DIRECTIVE: The line containing "Practice: put a marker on each instance of the beer" marks the start; return it and every line after it in the listing below, exactly, through the last.

RECORDS FOR THIS EXERCISE:
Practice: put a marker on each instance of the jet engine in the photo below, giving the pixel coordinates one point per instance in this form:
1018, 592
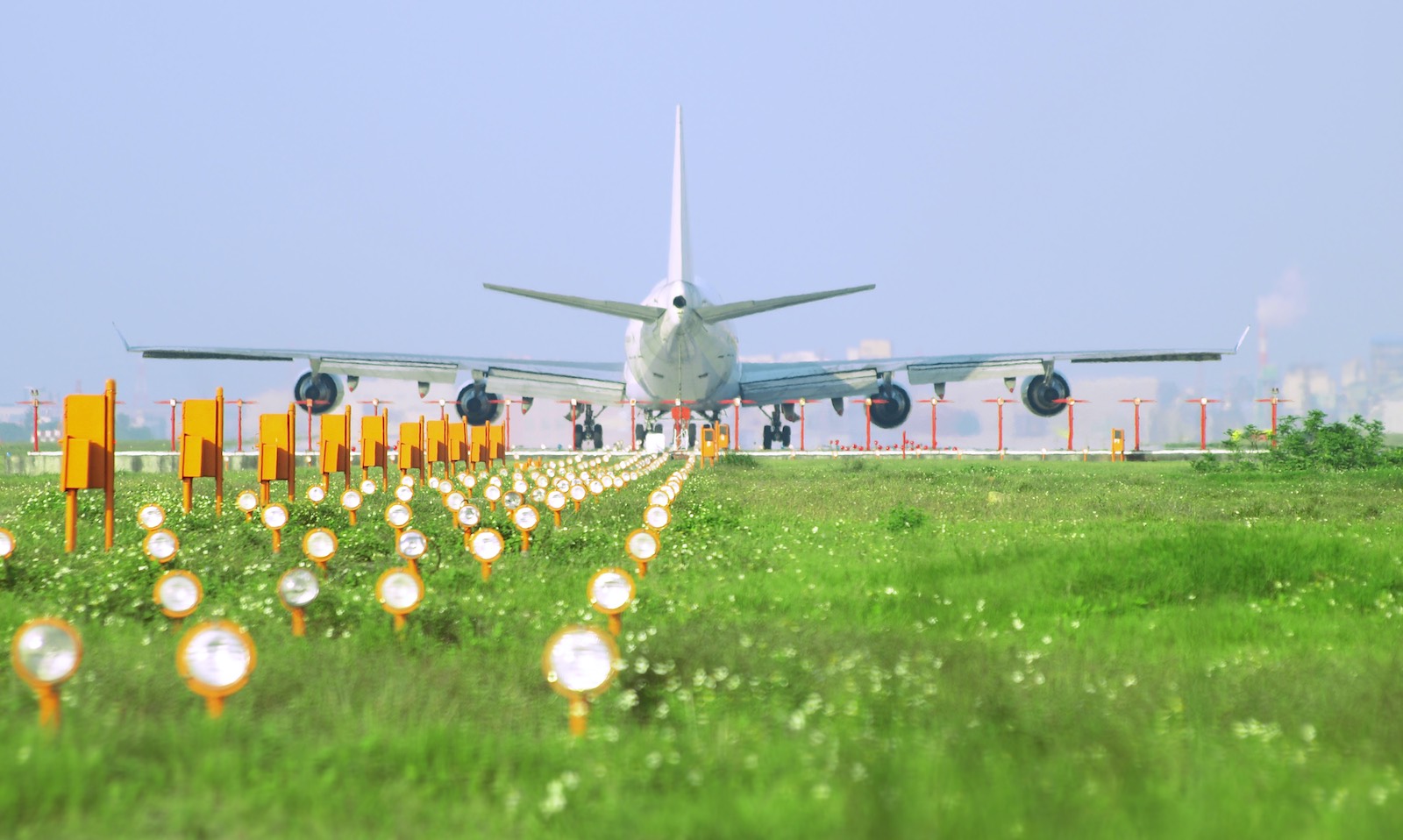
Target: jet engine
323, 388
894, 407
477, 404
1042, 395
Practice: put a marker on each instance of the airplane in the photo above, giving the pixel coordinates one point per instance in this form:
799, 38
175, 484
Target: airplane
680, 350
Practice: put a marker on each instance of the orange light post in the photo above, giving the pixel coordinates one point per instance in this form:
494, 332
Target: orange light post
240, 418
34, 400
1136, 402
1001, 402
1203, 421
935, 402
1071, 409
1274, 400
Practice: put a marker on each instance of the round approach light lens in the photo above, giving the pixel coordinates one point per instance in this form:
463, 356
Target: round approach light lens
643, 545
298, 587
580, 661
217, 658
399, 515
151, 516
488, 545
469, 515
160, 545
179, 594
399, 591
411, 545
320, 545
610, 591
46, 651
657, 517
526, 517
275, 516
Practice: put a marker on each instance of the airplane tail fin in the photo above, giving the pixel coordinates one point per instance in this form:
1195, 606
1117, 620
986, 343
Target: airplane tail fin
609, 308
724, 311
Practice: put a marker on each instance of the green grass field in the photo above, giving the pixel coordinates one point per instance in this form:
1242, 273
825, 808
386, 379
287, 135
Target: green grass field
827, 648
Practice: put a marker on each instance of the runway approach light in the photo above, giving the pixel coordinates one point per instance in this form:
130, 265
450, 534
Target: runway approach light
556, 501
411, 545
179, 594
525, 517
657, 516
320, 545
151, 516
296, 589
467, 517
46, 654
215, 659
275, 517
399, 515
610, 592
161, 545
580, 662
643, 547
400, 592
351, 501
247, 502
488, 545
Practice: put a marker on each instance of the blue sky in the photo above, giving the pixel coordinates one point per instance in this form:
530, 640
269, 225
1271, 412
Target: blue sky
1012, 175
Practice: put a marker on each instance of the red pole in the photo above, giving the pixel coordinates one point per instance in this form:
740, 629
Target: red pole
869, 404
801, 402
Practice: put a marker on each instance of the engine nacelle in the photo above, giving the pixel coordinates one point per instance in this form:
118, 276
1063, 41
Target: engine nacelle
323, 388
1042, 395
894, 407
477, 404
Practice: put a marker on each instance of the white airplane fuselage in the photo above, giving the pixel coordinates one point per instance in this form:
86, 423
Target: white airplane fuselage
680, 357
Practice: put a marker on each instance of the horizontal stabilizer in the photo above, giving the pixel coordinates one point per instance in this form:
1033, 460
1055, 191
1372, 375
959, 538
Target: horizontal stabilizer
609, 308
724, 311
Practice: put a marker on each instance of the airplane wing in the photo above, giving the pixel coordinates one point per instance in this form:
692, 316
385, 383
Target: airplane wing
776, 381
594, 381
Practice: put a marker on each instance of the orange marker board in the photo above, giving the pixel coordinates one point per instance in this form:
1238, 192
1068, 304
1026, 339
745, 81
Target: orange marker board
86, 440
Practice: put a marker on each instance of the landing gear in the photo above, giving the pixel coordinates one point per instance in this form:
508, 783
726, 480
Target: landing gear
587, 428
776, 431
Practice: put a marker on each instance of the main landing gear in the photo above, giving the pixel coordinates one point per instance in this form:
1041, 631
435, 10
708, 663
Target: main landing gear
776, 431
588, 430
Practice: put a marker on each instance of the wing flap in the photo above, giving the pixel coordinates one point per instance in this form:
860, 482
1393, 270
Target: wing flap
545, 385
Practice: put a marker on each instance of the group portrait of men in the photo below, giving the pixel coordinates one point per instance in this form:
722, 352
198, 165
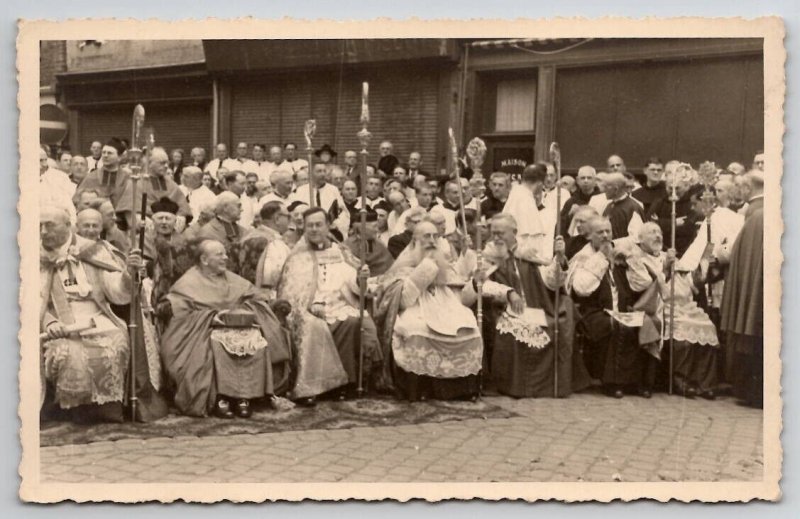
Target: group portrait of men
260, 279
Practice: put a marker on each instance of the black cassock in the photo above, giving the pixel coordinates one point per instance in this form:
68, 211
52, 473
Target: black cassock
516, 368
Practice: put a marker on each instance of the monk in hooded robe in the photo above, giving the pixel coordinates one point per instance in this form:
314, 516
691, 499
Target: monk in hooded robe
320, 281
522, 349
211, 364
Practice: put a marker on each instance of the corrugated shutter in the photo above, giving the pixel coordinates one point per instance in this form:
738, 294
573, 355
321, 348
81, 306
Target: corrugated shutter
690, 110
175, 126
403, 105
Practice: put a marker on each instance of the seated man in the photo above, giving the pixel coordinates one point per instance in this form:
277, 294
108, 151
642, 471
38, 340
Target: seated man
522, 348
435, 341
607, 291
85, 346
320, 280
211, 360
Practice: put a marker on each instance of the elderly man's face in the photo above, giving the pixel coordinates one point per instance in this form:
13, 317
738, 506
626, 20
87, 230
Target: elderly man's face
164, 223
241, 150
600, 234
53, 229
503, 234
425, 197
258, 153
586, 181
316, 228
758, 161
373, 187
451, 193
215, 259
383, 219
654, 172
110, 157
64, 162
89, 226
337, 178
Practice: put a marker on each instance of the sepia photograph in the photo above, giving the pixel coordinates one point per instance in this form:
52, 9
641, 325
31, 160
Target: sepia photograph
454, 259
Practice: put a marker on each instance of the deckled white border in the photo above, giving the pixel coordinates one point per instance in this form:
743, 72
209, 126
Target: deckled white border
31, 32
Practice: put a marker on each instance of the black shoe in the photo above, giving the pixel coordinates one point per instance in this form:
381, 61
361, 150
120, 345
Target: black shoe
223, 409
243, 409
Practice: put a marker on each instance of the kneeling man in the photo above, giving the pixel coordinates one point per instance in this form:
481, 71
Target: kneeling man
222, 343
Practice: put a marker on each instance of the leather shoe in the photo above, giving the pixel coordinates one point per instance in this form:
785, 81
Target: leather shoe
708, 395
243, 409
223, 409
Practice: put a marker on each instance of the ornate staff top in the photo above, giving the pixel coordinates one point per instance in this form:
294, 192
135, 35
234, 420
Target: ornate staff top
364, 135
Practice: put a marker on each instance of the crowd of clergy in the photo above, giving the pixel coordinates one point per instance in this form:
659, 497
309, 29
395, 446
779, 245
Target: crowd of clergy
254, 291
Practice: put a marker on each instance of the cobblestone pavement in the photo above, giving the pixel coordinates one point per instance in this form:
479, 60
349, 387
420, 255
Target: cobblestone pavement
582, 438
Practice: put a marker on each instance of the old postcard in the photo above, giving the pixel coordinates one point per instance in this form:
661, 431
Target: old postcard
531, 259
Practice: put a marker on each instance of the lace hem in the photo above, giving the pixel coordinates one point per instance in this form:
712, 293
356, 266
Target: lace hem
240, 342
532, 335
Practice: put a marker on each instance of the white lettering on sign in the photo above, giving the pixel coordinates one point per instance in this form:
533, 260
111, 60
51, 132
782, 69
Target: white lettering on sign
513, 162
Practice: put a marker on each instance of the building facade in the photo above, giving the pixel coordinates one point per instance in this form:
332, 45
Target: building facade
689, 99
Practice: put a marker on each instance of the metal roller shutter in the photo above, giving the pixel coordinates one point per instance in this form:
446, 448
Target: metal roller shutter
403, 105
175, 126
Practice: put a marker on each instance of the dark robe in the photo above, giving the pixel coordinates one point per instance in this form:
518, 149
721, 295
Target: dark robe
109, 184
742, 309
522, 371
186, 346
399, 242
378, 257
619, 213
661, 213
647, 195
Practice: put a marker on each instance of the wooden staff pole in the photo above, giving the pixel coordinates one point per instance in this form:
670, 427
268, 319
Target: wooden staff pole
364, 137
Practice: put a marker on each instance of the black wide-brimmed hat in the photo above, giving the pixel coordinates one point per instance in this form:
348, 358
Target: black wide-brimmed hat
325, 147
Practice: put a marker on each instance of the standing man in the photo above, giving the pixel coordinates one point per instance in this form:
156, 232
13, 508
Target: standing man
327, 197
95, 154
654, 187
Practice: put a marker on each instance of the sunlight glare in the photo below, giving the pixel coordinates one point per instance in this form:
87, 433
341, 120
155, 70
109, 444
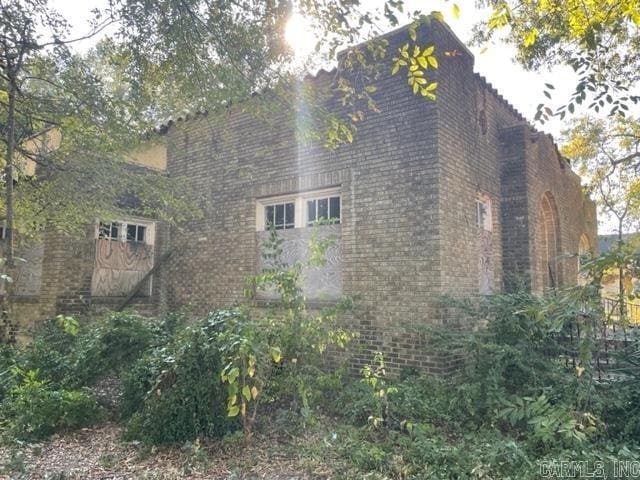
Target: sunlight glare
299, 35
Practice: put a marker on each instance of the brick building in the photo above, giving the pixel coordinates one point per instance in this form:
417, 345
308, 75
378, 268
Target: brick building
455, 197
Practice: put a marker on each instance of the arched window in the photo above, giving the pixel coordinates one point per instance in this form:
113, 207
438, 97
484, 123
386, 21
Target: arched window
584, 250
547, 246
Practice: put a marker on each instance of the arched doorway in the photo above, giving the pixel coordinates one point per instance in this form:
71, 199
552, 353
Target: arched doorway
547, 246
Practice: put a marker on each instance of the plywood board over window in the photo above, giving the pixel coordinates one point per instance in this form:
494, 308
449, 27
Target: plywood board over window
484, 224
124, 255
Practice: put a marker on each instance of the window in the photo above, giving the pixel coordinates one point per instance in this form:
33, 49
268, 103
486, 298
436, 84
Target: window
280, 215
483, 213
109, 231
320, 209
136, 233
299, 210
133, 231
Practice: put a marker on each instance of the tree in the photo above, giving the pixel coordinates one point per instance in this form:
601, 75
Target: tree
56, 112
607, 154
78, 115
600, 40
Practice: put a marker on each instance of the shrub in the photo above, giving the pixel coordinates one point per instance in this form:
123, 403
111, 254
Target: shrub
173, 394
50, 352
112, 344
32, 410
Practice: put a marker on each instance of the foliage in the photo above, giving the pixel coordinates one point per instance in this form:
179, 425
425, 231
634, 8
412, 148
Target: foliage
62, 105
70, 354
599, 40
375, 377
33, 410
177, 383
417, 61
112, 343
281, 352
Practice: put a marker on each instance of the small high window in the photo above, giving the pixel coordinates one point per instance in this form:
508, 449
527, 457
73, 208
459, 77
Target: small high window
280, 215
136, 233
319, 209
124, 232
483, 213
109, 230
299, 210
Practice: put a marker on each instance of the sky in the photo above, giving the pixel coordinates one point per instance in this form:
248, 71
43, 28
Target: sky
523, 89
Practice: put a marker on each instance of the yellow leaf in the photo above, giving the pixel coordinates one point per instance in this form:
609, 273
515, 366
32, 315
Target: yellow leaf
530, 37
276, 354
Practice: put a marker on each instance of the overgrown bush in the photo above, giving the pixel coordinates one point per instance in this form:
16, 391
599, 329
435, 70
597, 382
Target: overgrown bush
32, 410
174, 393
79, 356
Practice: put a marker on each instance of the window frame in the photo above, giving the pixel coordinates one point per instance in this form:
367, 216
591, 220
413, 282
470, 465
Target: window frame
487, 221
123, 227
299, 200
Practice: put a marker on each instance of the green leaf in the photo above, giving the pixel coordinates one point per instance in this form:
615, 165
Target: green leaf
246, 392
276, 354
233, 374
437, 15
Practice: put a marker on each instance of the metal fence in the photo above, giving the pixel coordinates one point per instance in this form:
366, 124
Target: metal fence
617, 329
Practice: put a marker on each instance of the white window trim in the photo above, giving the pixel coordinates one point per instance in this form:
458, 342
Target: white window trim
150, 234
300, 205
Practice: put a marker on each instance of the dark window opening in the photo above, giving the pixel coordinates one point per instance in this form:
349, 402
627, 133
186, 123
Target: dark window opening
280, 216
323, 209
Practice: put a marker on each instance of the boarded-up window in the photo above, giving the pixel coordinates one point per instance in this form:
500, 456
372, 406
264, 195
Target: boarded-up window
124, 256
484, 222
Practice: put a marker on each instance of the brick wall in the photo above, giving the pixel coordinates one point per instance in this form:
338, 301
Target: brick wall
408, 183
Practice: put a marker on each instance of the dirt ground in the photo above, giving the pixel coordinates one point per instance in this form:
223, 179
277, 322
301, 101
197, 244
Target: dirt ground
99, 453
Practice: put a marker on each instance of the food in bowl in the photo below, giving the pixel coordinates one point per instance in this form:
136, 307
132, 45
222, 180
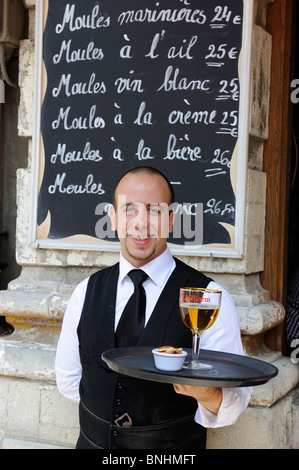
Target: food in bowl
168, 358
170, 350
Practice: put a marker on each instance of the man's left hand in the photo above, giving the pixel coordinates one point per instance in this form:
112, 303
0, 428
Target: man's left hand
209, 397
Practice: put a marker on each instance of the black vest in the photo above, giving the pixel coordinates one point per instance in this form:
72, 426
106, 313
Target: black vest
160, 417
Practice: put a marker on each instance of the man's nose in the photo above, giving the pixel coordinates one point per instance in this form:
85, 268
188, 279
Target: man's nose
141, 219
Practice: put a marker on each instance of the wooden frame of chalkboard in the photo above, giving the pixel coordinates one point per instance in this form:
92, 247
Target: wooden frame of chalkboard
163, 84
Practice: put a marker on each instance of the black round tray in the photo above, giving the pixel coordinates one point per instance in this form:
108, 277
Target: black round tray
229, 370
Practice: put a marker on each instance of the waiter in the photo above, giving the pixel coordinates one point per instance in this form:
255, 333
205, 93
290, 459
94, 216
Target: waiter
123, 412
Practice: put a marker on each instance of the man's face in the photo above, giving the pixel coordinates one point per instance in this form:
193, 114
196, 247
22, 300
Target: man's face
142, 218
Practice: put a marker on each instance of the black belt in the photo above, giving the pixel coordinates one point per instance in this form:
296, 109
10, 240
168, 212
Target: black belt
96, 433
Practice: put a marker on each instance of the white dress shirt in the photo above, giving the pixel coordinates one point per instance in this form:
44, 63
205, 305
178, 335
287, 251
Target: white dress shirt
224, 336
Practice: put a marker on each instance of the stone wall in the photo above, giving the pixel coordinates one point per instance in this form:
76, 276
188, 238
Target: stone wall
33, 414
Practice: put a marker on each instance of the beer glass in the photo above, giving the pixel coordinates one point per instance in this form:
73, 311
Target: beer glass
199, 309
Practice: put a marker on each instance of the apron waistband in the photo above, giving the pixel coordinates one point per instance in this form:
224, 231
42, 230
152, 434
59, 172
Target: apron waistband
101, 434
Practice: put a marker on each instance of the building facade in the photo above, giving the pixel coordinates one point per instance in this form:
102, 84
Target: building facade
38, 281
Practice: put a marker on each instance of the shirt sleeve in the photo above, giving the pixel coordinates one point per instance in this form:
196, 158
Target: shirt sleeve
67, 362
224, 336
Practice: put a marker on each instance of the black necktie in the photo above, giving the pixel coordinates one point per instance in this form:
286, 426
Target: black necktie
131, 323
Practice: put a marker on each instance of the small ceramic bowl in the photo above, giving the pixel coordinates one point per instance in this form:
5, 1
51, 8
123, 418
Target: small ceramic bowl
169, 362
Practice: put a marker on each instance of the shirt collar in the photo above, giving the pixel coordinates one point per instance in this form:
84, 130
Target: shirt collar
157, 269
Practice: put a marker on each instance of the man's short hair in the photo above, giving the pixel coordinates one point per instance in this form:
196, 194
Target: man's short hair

TASK SOLUTION:
Practice: put a marker on each instance of the beer glass in the photo above, giving the pixel coordinates one point per instance in this form:
73, 311
Target: beer glass
199, 309
Practice: put a marker on each instance of the apron waistband in the photo above, giving the pixel coordinates one point per instance in this form:
224, 231
42, 230
152, 434
59, 172
Target: apron waistband
101, 434
Practice: put a marker on each instance of the building facade in the photo above, giving the pixel coordinates one point per instance in this form:
102, 84
Target: building facade
38, 281
Practice: put a marker on each instance of the shirt sleeve in the photo above, giving the pixel coordinates one point per instance in this form:
196, 158
Target: shirt sleeve
67, 362
224, 336
Practice: put a marker on each instance of the black necktie in the photo above, giving the pixel coordinates one point per instance in this form:
286, 426
Target: black necktie
131, 323
Practice: put a marker on each instance of the small ceramic bowl in the photo above, giving the pixel coordinates one point per instance in this form:
5, 1
51, 8
123, 418
Target: small ceramic bowl
169, 362
Practice: put a marker on each instance of the shirt collar in the photo above, giving the pixel coordinates one point per instance in this form:
84, 130
Target: shirt collar
157, 269
Practice: put a marker on each instance of the man's short hair in the photo above, giving the pixel coordinates one point per instance in this form:
196, 194
Target: man's short hair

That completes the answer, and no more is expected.